> Tasks for this exercise
1. In the Melville passage, what region is Melville credited with discovering as a literary subject?
2. From the Melville passage, reproduce the text between "First—because most obvious—Melville" and "critics are agreed.", inclusive, and switch "South Seas" to "Pacific islands".

Mrs. Hawthorne must ever enjoy a lofty eminence as one of Melville’s most penetrating critics. Her husband dwelt apart, and less because he found the atmosphere of New England wholly uncongenial than because he shared his wife’s conviction that he was like a star. And shrewdly his wife resented the presence of a second luminary—treacherously veiled and of heaven knows what magnitude!—in her serene New England sky. Time may yet harp her worst fears aright.

For despite his comparative obscurity, Melville is—as cannot be too frequently iterated—one of the chief and most unusual figures in our native literature. And his claim to such high distinction must rest upon three prime counts.

First—because most obvious—Melville was the literary discoverer of the South Seas. And though his ample and rapidly multiplying progeny includes such names as Robert Louis Stevenson, Charles Warren Stoddard, John La Farge, Jack London, Louis Becke, A. Safroni-Middleton, Somerset Maugham, and Frederick O’Brien, he is still unsurpassed in the manner he originated. On this point, all competent critics are agreed.

> Dataset section
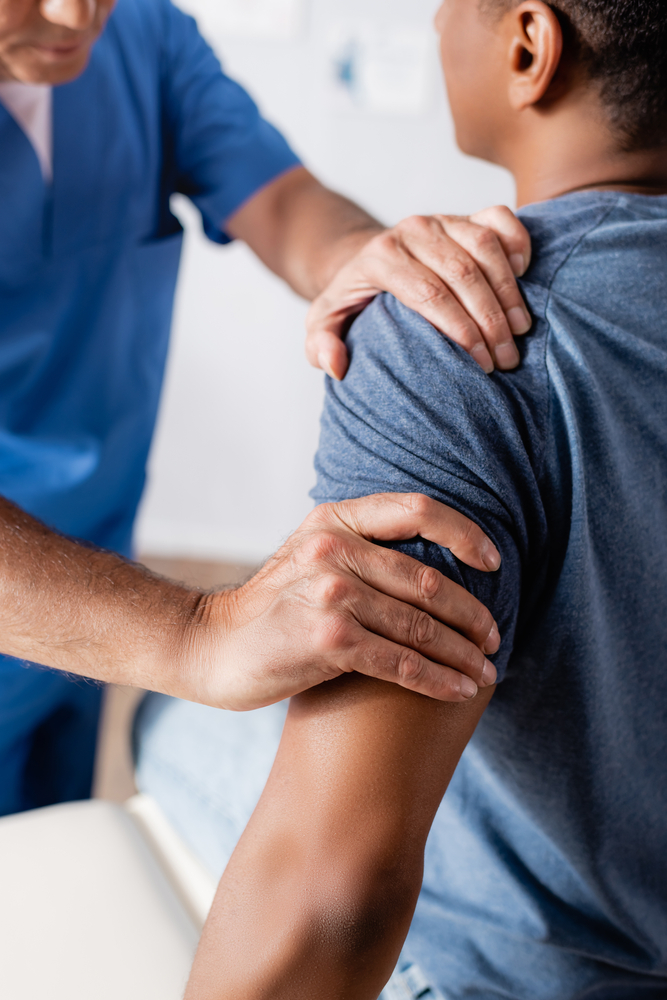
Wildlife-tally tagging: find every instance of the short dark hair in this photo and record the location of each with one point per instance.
(622, 45)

> Answers to the problems
1. The South Seas.

2.
First—because most obvious—Melville was the literary discoverer of the Pacific islands. And though his ample and rapidly multiplying progeny includes such names as Robert Louis Stevenson, Charles Warren Stoddard, John La Farge, Jack London, Louis Becke, A. Safroni-Middleton, Somerset Maugham, and Frederick O’Brien, he is still unsurpassed in the manner he originated. On this point, all competent critics are agreed.